### Metin bölümü
■ ■ ■ ■ ■ ■ ■

Kaosun, çaresizliğin ve yoksulluğun hâkim olduğu bu türden kıyamet sonrası senaryolar için çöller biçilmiş kaftandır. Çöl bu filmlerde medeniyetin çöküşünün ardından geriye kalan sert, acımasız peyzajı tüm açıklığıyla gözler önüne serer. Çölün bitimsiz kum tepeleri ve çorak arazileriyle yarattığı ıssızlık hissi, tüm renklerini yitirip çoraklaşmış bir dünyayı, bu acımasız dünyada verilen hayatta kalma mücadelesini ya da düşman bir gezegende kaybolmuş olma duygusunu güçlü bir biçimde vurgular.
Mad Max: Fury Road (2015)

Mad Max: Fury Road, efsanevi Mad Max serisinin dördüncü filmidir ve bu seriyle post-apokaliptik bilimkurgunun yaratıcısı olarak kabul edilen George Miller tarafından yönetilmiştir. Filmde dünya, bir nükleer savaşın ardından çölleşmiş, susuzluk çok ciddi bir sorun hâline gelmiş, dolayısıyla insan medeniyeti de çöküşe doğru sürüklenmiştir. Zorlu bir geçmişin ardından yalnızlığı seçen Max Rockatansky, bu kez kendisini Furiosa adlı liderleriyle birlikte çorak topraklarda acımasız Tiran Immortan Joe’ya karşı mücadele veren bir grubun içinde bulur.
Mad Max: Fury Road’da çölün hem fiziksel hem de toplumsal bir çöküşün sembolü olarak kullanıldığını görürüz. Kahramanlar yakıt ve su gibi kıt kaynaklar için kıyasıya mücadele ederken çölün haşin doğası onların savaşını daha da güçleştirir. Mad Max: Fury Road, hem çölün bu sert koşullarıyla kıyamet sonrası çöküş atmosferini tam anlamıyla yansıttığı hem de post-apokaliptik bilimkurgunun babasının ellerinden çıktığı için bu başlığın ilk filmi olmayı sonuna kadar hak ediyor.
The Book of Eli (2010)

Post-apokaliptik bilimkurgu denildiğinde Mad Max’ten sonra çoğumuzun aklına The Book of Eli gelir. Yönetmen koltuğunda Albert ve Allen Hughes kardeşlerin oturduğu filmde, güneş patlamasının ardından kavrulup çölleşmiş bir dünya ve bu dünyada sağ kalanların verdikleri yaşam mücadelesi ele alınır.
Kahramanımız Eli adında gizemli bir gezgindir. Eli, insanlığı yok oluştan kurtarabileceğine inanılan kutsal bir kitabı koruma misyonunu üstlenmiştir. The Book of Eli’de çöl, kıyamet sonrasının kurak ve umutsuz atmosferini yansıtarak kahramanın duygusunu destekler. Bu kurak topraklar kahramana hem fiziksel engeller hem de ahlaki çıkmazlar sunar. Filmin hikâyesini şekillendiren şeyin kaynakların kıtlığı, koşulların sertliği ve çaresizlik duygusuyla, tüm renklerini yitirip çölleşmiş kıyamet sonrası dünyanın ta kendisi olduğunu söyleyebiliriz.

■ ■ ■ ■ ■ ■ ■

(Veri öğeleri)

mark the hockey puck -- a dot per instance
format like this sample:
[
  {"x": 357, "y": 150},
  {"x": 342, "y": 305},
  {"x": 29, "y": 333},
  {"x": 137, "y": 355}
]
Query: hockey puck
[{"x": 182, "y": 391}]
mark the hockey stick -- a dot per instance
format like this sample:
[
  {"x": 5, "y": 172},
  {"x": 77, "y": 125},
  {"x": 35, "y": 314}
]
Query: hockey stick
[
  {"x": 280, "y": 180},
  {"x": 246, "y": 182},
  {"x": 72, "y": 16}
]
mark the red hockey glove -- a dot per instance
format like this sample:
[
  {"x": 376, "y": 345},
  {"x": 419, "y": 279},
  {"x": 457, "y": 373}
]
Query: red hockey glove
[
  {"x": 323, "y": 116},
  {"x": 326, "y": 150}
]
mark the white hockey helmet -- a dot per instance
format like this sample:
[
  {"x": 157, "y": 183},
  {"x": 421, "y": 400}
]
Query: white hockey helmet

■ ■ ■ ■ ■ ■ ■

### Yapılacaklar
#1 Kıyamet sonrası filmler yazısında "Mad Max: Fury Road’da" sözleriyle başlayan kısmı "kadar hak ediyor." sözlerine kadar, bu sözler de dahil olmak üzere aynen yazıya geçirin.
#2 Kıyamet sonrası filmler yazısına göre The Book of Eli filmini kim yönetmiştir?
#3 Kıyamet sonrası filmler yazısını kaldığı yerden sürdürün.

### Cevaplar
#1
Mad Max: Fury Road’da çölün hem fiziksel hem de toplumsal bir çöküşün sembolü olarak kullanıldığını görürüz. Kahramanlar yakıt ve su gibi kıt kaynaklar için kıyasıya mücadele ederken çölün haşin doğası onların savaşını daha da güçleştirir. Mad Max: Fury Road, hem çölün bu sert koşullarıyla kıyamet sonrası çöküş atmosferini tam anlamıyla yansıttığı hem de post-apokaliptik bilimkurgunun babasının ellerinden çıktığı için bu başlığın ilk filmi olmayı sonuna kadar hak ediyor.

#2 Albert ve Allen Hughes kardeşler.

#3
A Boy and His Dog (1975)

Harlan Ellison’ın 1969 tarihli aynı adlı novellasından uyarlanan ve L.Q. Jones tarafından senaryolaştırılıp yönetilen filmi bir post-apokaliptik kara komedi olarak tanımlamak mümkün. A Boy and His Dog filminde yine dünyamız çöle dönmüştür ve bu kez nedeni nükleer savaştır. Dünya nüfusunun büyük bir kısmı ortadan kalkmıştır. Çoğunluğunu erkeklerin oluşturduğu hayatta kalanlar ya tek başlarına ya da gruplar hâlinde, çölleşmiş dünyanın sert koşullarında hayatta kalmaya devam etmeye ve seks gibi “önemli” ihtiyaçlarını karşılamaya çalışmaktadır.
Kahramanımız telepatik yetenekleri olan köpeğiyle birlikte hayatta kalmaya çalışan bir gençtir. Filmde çölün, kaynakların kıtlığını vurgulamanın yanında insanlığın yozlaşmış yanlarını açıkça gösteren bir metafor özelliği taşıdığını da söyleyebiliriz. Ayrıca George Miller’ın Mad Max’i yaratırken bu filmden esinlendiğini ve The Book of Eli’de de (Eli’nin tutulduğu odanın duvarında A Boy and His Dog’un posteri asılıdır) bu filme gönderme yapıldığını ekleyelim.
Oblivion (2013)

Joseph Kosinski tarafından yazılıp yönetilen filmde Jack Harper isminde deneyimli bir asker, insanlığın çok uzun zaman önce terk ettiği çoraklaşmış Dünya’ya keşif için gönderilir. Amacı büyük yok oluştan önceki medeniyete dair izler aramaktır, ancak sonunda bambaşka sürprizlerle karşılaşır. Oblivion’da Dünya’yı çöle çeviren gücün uzaylı işgali olduğu söylenir. Uzaylılar hâlâ insan yaşamına pek de elverişli olmayan bu çorak topraklarda varlıklarını sürdürmektedir.
Filmde çöl, insanlığın terk ettiği, boş bir dünyadan geriye kalanları vurgularken aynı zamanda çöl manzarasıyla birleşen teknolojik çöküşü de anlatır. Kıyamet sonrası bir dünyanın kalıntılarını, yalnızlığı ve umutsuzluğu güçlü bir biçimde resmetmesi sebebiyle filmi bu başlık altında incelemeye uygun bulduk.
Turbo Kid (2015)

Anouk Whissell, François Simard ve Yoann-Karl Whissell tarafından yönetilen filmde çölleşen dünyanın müsebbibi yine nükleer felakettir. Kahramanımız, post-apokaliptik dünyaların olmazsa olmazı hurda toplayıcılığıyla hayatta kalmaya çalışan, hayal dünyasını da çizgi romanlarla besleyen yalnız bir genç olan Kid’dir. Filmde Kid, hayatının aşkının kahramanı olmaya ve adaleti sağlamak adına çorak toprakların lideri Zeus’la mücadele etmeye çalışır.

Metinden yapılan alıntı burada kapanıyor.